--- SUPPLIED INFORMATION ---

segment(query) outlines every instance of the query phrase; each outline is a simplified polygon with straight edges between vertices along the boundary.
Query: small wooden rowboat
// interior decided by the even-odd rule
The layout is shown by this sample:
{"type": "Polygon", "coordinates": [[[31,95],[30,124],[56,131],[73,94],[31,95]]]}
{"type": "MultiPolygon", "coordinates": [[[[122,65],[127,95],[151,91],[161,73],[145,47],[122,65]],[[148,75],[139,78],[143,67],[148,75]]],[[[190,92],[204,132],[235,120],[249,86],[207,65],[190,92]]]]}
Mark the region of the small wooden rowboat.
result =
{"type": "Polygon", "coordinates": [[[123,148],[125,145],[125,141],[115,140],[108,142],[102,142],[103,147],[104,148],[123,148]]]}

---

*EXERCISE TASK*
Duplicate these records line for line, without any changes.

*EXERCISE RESPONSE*
segment(query) outlines every instance of the query phrase; each outline is a simplified polygon with straight edges between vertices along the boundary.
Query: small wooden rowboat
// interior decided by the even-odd rule
The layout is shown by this sample:
{"type": "Polygon", "coordinates": [[[31,95],[30,124],[56,131],[73,94],[31,95]]]}
{"type": "MultiPolygon", "coordinates": [[[[122,65],[127,95],[151,91],[161,73],[145,47],[122,65]],[[148,75],[139,78],[143,67],[148,75]]],[[[190,92],[204,132],[235,120],[249,86],[207,65],[190,92]]]]}
Mark the region of the small wooden rowboat.
result =
{"type": "Polygon", "coordinates": [[[123,148],[125,145],[125,141],[115,140],[108,142],[102,142],[103,147],[104,148],[123,148]]]}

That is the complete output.